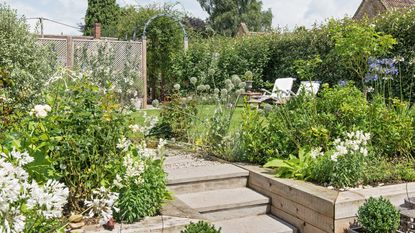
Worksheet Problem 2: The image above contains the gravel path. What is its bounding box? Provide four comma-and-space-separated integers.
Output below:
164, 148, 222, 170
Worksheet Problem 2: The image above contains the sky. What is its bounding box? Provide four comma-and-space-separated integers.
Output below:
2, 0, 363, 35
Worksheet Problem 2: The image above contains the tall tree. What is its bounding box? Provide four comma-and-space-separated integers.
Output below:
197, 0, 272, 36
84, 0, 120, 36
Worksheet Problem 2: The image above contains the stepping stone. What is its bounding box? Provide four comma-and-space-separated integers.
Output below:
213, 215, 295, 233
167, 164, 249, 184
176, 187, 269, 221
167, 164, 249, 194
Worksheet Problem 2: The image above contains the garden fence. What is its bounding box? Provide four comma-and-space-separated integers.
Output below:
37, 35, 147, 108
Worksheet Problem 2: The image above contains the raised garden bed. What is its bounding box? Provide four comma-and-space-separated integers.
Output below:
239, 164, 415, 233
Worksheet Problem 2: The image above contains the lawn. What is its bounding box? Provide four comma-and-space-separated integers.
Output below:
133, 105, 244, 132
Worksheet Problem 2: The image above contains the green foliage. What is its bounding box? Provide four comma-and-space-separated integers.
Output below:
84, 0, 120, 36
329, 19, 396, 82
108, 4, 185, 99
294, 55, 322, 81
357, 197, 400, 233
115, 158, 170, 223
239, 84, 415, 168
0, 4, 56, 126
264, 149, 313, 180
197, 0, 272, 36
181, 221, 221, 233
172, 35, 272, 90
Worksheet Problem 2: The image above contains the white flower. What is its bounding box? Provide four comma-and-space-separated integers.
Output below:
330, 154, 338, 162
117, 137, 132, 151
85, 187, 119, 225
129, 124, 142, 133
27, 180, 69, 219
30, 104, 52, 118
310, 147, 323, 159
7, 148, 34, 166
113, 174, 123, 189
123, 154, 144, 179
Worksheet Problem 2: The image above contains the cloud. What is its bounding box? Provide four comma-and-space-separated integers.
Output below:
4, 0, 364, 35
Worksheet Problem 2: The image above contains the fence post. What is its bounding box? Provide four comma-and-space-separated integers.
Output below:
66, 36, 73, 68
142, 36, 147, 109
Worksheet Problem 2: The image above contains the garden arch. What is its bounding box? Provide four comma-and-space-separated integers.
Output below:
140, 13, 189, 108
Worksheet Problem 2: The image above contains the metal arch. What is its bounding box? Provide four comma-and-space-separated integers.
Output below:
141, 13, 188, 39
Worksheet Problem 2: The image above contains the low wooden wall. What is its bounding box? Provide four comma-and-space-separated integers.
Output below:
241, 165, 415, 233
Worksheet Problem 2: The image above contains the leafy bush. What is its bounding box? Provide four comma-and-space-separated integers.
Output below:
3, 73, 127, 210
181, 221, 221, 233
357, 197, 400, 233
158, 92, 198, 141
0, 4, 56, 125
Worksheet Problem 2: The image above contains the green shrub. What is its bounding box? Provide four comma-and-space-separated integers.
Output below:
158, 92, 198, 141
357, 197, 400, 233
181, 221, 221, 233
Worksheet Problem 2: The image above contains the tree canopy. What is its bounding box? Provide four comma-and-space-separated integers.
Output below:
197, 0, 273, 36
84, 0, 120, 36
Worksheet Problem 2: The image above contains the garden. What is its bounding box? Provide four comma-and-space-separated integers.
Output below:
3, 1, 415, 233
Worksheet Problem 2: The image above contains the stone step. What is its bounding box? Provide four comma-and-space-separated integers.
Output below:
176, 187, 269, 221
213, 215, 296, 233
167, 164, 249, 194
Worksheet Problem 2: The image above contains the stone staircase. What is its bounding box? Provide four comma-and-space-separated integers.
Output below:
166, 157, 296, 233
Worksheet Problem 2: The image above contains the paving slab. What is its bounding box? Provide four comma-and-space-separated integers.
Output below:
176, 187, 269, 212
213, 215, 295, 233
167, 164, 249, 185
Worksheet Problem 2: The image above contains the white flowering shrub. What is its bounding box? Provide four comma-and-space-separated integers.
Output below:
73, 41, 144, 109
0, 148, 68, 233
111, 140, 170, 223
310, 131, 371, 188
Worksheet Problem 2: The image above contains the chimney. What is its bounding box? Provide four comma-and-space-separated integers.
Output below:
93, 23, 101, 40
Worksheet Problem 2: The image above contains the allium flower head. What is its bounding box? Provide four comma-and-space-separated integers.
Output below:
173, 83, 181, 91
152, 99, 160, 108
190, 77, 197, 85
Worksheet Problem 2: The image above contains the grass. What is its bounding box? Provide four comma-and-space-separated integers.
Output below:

_WORK TASK:_
Reproduce each record from above exactly; pictures do not belong in the copy.

_ANSWER TO THIS TASK:_
Worksheet Problem 2: The image above contains the gravel path. What is its bounding box? Provide four comma-and-space-separated integers.
Output below:
164, 148, 222, 170
Worksheet Problem 2: The image above contains the sky. What is its bounding box? Provide four comma-and-space-separated integers.
Output below:
2, 0, 363, 35
Worksheet Problem 2: The image above contains the tall tree. What is its bounding box? Provide four comma-and-space-separated integers.
Output below:
197, 0, 272, 36
84, 0, 120, 36
Worksheet Problem 2: The image above contains the stepping stone. What is its bounding box? Provide four comma-and-space-separated integers.
Output below:
213, 215, 295, 233
167, 164, 249, 184
176, 187, 269, 221
167, 164, 249, 194
Worksheet Problem 2: The image above contains the garden fence. What is its bounding box? Provide four comma-and-space-separated integers.
Output below:
37, 35, 147, 108
Worksheet Problem 2: The image above contains the raised garden bed. What is its bounding box? Provide four comma-and-space-separated integers.
Output below:
239, 164, 415, 233
Worksheet Problem 2: The image above contains the lawn. What is its bounding box? Provide four comma-and-space-separated integers.
Output below:
133, 105, 244, 132
Worksheet Problem 2: The image above contains the green foliage. What is its bounding box? Provide four comma-and-space-separated integers.
Output below:
84, 0, 120, 36
329, 19, 396, 82
108, 4, 185, 99
294, 55, 322, 81
357, 197, 400, 233
115, 158, 170, 223
239, 84, 415, 168
0, 4, 56, 126
264, 149, 313, 180
197, 0, 272, 36
181, 221, 221, 233
172, 35, 272, 90
Worksheet Problem 2: The image above contains the white flower. What is its bounding box? Provide four comma-and-space-separated integers.
Output below:
330, 154, 338, 162
117, 137, 132, 151
85, 187, 119, 225
129, 124, 142, 133
27, 180, 69, 219
30, 104, 52, 118
310, 147, 323, 159
7, 148, 34, 166
113, 174, 123, 189
123, 154, 144, 179
Worksheet Problem 2: The image above contains the cloud. What is its bounding box? Provide four comma-and-space-separated integers.
Output below:
4, 0, 364, 35
Worksheet Problem 2: The image above contains the fence post. What is its bounding box? Provide four comma-and-space-separated integers.
Output below:
66, 36, 73, 68
142, 36, 147, 109
Worksheet Problem 2: The image above contains the garden arch. What is its bounding box? Provide four comma-and-space-separated integers.
Output below:
140, 13, 189, 108
Worksheet Problem 2: The image above contains the metal arch. What is its bounding box? Provide four comma-and-space-separated integers.
Output below:
141, 13, 188, 39
Worksheet Problem 2: The image above contains the low wooden wall. What is its bounding box? Provide four comma-and-space-separated integers.
Output below:
241, 165, 415, 233
Worksheet Problem 2: The image above contains the leafy bush. What is its bounding box? Provide four comma-and-space-separated integers.
Output below:
3, 73, 127, 210
181, 221, 221, 233
357, 197, 400, 233
158, 92, 198, 141
0, 4, 56, 125
Worksheet Problem 2: The image above contains the green shrub. What is its bounding box? Provide four comma-and-space-separated integers.
Output below:
158, 92, 198, 141
357, 197, 400, 233
181, 221, 221, 233
Worksheet Problem 2: The image above contains the tree canopy. What is its bounding box? Provide four comma-and-space-separated integers.
Output below:
197, 0, 273, 36
84, 0, 120, 36
Worksheet Problem 2: The image above contains the garden. What is its bounding box? Provide four comma-and-space-separated integers.
Output below:
3, 1, 415, 233
Worksheet Problem 2: The image above contains the stone step. What is its bounding box? Provide four comma-and-space-separated integers.
Output below:
176, 187, 269, 221
213, 215, 296, 233
167, 164, 249, 194
Worksheet Problem 2: The image above contains the stone staircase. What is its bounding box? Provide four comma-and-space-separated integers.
Output below:
166, 157, 296, 233
Worksheet Problem 2: The image above contains the paving slab. What is its bounding box? Provide four comma-and-space-separated integers.
Output below:
176, 187, 269, 212
213, 215, 295, 233
167, 164, 249, 185
Worksheet Problem 2: The image above contains the white flowering shrub. What is its bounding box? Provide four comma-and-space-separated integers.
Output below:
73, 41, 144, 109
0, 148, 68, 233
111, 140, 170, 223
310, 131, 371, 188
Worksheet Problem 2: The image above contains the chimney. What is its bounding box? Provide four comma-and-space-separated integers.
Output below:
93, 23, 101, 40
Worksheet Problem 2: The image above contains the allium flower head. What is its bounding box? Provide four comma-and-space-separated integers.
Output below:
173, 83, 181, 91
152, 99, 160, 108
190, 77, 197, 85
Worksheet Problem 2: The image above contains the grass. What is its bounding box? Provide four comma-and-space-separated integers.
Output below:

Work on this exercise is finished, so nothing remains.